(Supplied text begins)

Berman’s journey into AI research, relatively recent at eight months, was catalyzed by Jeff Hawkins’s “A Thousand Brains” and the compelling nature of the ARC-AGI challenge, which he views as an elegant way to expose current language models’ limitations. He describes this challenge as akin to an IQ test for machines, requiring abstract pattern recognition to transform input grids into output grids based on underlying rules. The stark performance gap between humans (75% accuracy on ARC-AGI v1) and even advanced LLMs like GPT-4 (5%) underscored the problem. Berman’s initial breakthrough in ARC-AGI v1, achieving 53.6% accuracy, involved an “Evolutionary Test-time Compute” approach, where an LLM generated multiple Python functions, which were then iteratively refined based on their performance against example grids. This method leveraged Python’s deterministic nature for verifiable correctness.
However, the transition to ARC-AGI v2 revealed a new challenge: compositional problems requiring multiple rules. Berman noted that his Python-based solution for v1 did not perform well on these more complex tasks. This led to his second core insight: current language models, even with reinforcement learning, still struggle with true reasoning. They operate like “stochastic parrots,” as the interviewer quoted from Berman’s earlier paper, regurgitating correct-sounding words based on training data rather than deep, abstract understanding. The key, Berman argues, is not merely to teach an AI a skill, but to teach it the “meta-skill” of creating skills—true reasoning.

Berman’s latest architecture for ARC-AGI v2, which secured him the top spot, addresses this by employing natural language descriptions of algorithms instead of Python code. This fundamental shift acknowledges natural language as a significantly more expressive programming medium. While his previous approach involved external revision loops for Python code, the new “thinking models” (like Grok-4) now integrate a deep revision process internally. This means the model essentially performs many of the iterative refinements itself, allowing Berman’s system to prioritize “breadth” in its initial exploration of solutions. He observed that for ARC-AGI v2, being broad in exploration was more crucial than deep iteration, a surprising finding that contrasts with his earlier work.

(Supplied text ends)
(Supplied material begins)

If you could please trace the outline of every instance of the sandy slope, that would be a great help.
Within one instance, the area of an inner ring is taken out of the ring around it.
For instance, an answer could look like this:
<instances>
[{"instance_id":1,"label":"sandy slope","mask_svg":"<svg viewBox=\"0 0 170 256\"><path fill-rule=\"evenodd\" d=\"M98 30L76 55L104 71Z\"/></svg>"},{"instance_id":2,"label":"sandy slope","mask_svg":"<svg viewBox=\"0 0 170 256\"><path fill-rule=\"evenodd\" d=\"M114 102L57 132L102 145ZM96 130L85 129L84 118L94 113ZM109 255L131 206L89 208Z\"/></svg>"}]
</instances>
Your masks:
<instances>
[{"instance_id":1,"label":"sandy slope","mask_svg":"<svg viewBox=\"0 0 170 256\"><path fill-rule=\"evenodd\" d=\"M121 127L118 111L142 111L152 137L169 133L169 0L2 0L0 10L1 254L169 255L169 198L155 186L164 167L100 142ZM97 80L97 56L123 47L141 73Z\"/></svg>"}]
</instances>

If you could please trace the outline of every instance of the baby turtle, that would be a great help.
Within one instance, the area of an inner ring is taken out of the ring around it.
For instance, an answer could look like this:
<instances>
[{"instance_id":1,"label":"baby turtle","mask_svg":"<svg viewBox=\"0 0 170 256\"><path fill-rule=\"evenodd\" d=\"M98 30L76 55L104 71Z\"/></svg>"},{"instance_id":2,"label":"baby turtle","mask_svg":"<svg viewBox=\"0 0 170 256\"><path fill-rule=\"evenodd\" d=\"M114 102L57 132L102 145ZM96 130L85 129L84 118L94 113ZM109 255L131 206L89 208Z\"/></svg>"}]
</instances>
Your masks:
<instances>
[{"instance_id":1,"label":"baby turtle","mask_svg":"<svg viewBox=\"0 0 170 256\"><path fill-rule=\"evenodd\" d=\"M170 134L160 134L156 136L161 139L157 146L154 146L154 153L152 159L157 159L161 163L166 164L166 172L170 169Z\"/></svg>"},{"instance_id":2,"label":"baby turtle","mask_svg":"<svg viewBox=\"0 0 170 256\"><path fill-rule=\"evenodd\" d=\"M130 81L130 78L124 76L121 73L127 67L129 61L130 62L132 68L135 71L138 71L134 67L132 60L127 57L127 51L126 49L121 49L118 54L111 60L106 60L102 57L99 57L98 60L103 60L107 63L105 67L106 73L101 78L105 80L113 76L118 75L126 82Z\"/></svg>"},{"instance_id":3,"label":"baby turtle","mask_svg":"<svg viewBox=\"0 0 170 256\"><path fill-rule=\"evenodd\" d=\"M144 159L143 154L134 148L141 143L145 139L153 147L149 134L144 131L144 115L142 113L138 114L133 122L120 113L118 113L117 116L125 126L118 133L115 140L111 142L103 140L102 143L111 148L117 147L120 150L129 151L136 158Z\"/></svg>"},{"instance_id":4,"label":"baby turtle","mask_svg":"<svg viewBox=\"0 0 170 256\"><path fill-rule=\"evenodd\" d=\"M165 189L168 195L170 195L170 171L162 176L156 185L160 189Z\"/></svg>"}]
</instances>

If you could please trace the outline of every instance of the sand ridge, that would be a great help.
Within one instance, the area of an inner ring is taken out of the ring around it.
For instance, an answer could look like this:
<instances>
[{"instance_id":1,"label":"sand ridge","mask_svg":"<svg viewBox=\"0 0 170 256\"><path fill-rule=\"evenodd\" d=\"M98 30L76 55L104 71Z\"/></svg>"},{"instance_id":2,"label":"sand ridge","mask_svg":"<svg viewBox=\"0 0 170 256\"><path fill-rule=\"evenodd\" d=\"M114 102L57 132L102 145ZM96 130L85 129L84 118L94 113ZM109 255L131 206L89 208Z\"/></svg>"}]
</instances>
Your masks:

(Supplied material ends)

**Complete the following**
(1) List every phrase that the passage about Berman's ARC-AGI work sets in quotation marks.
(2) Extend the passage about Berman's ARC-AGI work with a further paragraph that begins right after its final sentence.

**Answers to the tasks**
(1)
- A Thousand Brains
- Evolutionary Test-time Compute
- stochastic parrots
- meta-skill
- thinking models
- breadth

(2)
The third core insight centers on the future of AI: overcoming catastrophic forgetting and achieving true general reasoning. Berman believes that current models, while powerful, are fundamentally limited by their inability to synthesize new knowledge without forgetting old. He envisions a future where models possess “in-built revision loops” and are trained to explore solution spaces in a deep, adaptive way, ultimately leading to general intelligence. This echoes the neuro-symbolic debate, with Berman firmly believing that neural networks, given sufficient compute and the right algorithmic structures, can eventually emulate biological neural networks and achieve true general reasoning. He is confident that the computational and architectural hurdles, including the “catastrophic forgetting” problem in fine-tuning, are surmountable within the next decade, leading to AI systems that are “as smart in every way as a human brain.” This audacious vision underscores the ongoing quest for artificial general intelligence, pushing beyond current paradigms to unlock unprecedented scientific progress and human flourishing.